Extract provided:
* begin *
In July 2014, three judges of the English non-fiction category of the prize resigned in protest against the National Library Board's removal and pulping of controversial children's titles. Mr T. Sasitharan, a prominent arts educator; former journalist Romen Bose; and American author and Writer-in-Residence at Yale-NUS College, Robin Hemley were subsequently replaced. The Prize also received flak for perhaps spreading itself too thin, and for naming the non-fiction prizes after a sponsor, the publisher World Scientific.

A day after the winners were announced at an awards ceremony on 4 November 2014, poet-editor Grace Chia, whose poetry collection Cordelia was shortlisted but did not win in the English Poetry section, delivered a speech in absentia at the Singapore Writers Festival which accused the Prize of sexism. Chia wrote, "The fact that the prize has been given to two co-winners who are both male poets is deeply informing of choice, taste and affirmation. A prize so coveted that it has been apportioned to two male narratives of poetic discourse, instead of one outstanding poet - reeks of an engendered privilege that continues to plague this nation's literary community." Chia also posted her speech on Facebook before subsequently removing it. In response, one of the poetry judges, poet and literary critic Gwee Li Sui, said, "All entries have an equal chance of consideration for winning, and we discussed it based on that point alone, and on the strengths of the collections." The other poetry judges were prominent female poet Leong Liew Geok and poet Boey Kim Cheng.
* end *
Direction 1:
Can you repeat the whole passage about the 2014 prize controversies, word for word?
Direction 2:
Which lines in the entries contain the word "sock"? Copy out every one of them.

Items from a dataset
* begin *
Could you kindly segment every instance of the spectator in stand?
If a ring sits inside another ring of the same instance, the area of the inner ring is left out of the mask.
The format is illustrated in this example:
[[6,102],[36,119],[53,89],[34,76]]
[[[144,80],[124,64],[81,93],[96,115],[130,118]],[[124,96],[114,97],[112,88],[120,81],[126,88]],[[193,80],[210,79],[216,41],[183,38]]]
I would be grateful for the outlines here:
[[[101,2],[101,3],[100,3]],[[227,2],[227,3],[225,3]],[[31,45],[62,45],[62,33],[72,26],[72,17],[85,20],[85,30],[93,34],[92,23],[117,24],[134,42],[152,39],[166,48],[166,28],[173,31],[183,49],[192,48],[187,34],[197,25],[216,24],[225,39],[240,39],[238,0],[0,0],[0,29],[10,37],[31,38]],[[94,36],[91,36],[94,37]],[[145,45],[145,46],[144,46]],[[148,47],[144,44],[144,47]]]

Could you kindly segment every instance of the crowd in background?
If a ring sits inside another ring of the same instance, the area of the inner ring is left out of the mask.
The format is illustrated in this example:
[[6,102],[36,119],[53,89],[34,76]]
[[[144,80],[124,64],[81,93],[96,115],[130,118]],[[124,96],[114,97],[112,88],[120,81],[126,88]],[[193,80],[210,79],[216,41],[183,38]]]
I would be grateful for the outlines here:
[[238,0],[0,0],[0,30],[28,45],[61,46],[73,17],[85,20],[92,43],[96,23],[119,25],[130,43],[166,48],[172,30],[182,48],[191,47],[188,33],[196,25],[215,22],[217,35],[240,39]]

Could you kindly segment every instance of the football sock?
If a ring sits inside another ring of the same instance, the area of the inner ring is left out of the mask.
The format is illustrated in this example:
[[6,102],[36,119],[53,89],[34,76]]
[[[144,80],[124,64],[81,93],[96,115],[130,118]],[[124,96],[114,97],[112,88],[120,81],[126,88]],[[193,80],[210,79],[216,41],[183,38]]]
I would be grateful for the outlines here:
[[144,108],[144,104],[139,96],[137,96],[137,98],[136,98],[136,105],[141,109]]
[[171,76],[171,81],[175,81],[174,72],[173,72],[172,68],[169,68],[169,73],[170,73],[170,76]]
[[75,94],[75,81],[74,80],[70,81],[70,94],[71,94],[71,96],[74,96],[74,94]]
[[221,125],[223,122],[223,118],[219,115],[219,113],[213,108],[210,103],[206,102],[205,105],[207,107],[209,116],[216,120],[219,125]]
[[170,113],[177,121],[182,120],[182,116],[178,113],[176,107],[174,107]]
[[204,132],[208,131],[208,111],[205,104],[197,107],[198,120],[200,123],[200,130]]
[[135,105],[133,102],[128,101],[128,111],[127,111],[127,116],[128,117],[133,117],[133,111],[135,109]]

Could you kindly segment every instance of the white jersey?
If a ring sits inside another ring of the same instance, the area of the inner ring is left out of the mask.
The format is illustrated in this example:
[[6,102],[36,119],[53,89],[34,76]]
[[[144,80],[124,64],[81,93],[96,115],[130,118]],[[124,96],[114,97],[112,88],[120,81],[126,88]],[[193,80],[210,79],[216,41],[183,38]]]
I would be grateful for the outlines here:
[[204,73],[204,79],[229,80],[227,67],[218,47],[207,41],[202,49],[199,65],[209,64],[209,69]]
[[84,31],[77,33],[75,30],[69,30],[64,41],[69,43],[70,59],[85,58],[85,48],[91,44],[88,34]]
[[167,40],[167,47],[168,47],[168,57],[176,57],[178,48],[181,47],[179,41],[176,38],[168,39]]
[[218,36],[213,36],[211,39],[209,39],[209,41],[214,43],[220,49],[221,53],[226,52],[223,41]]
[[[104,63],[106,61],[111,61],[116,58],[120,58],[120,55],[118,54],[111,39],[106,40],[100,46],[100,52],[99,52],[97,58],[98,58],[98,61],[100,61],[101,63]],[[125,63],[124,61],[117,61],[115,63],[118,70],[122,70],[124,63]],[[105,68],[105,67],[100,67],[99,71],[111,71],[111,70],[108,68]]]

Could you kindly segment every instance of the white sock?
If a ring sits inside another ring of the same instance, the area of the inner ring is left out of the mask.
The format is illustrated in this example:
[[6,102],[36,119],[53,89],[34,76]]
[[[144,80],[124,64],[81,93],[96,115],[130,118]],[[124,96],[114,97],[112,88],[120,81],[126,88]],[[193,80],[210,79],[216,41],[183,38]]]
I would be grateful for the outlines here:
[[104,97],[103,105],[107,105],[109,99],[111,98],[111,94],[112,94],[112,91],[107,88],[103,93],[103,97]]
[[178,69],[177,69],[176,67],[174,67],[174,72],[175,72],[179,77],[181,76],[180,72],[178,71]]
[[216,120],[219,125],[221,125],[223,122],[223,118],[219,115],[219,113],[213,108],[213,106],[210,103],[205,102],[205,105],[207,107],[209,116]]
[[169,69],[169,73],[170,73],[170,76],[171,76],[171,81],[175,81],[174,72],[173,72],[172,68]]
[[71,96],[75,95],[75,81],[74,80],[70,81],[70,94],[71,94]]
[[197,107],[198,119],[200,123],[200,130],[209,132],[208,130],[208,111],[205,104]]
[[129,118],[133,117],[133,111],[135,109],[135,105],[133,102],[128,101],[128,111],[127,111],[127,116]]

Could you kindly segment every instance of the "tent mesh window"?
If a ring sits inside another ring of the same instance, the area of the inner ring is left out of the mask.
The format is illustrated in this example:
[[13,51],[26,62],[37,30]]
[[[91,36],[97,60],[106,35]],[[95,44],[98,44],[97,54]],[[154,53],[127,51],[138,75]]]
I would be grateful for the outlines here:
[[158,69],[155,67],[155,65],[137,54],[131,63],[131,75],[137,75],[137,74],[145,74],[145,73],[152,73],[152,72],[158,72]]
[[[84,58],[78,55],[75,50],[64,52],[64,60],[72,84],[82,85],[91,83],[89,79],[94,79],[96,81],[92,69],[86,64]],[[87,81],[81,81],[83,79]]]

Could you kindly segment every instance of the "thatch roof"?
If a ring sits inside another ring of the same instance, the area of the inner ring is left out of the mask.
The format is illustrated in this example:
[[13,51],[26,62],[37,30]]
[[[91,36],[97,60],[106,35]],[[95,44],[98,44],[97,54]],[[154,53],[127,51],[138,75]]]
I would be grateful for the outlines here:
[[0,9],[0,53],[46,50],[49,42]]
* end *
Full solution 1:
In July 2014, three judges of the English non-fiction category of the prize resigned in protest against the National Library Board's removal and pulping of controversial children's titles. Mr T. Sasitharan, a prominent arts educator; former journalist Romen Bose; and American author and Writer-in-Residence at Yale-NUS College, Robin Hemley were subsequently replaced. The Prize also received flak for perhaps spreading itself too thin, and for naming the non-fiction prizes after a sponsor, the publisher World Scientific.

A day after the winners were announced at an awards ceremony on 4 November 2014, poet-editor Grace Chia, whose poetry collection Cordelia was shortlisted but did not win in the English Poetry section, delivered a speech in absentia at the Singapore Writers Festival which accused the Prize of sexism. Chia wrote, "The fact that the prize has been given to two co-winners who are both male poets is deeply informing of choice, taste and affirmation. A prize so coveted that it has been apportioned to two male narratives of poetic discourse, instead of one outstanding poet - reeks of an engendered privilege that continues to plague this nation's literary community." Chia also posted her speech on Facebook before subsequently removing it. In response, one of the poetry judges, poet and literary critic Gwee Li Sui, said, "All entries have an equal chance of consideration for winning, and we discussed it based on that point alone, and on the strengths of the collections." The other poetry judges were prominent female poet Leong Liew Geok and poet Boey Kim Cheng.

Full solution 2:
Could you kindly segment every instance of the football sock?
Could you kindly segment every instance of the white sock?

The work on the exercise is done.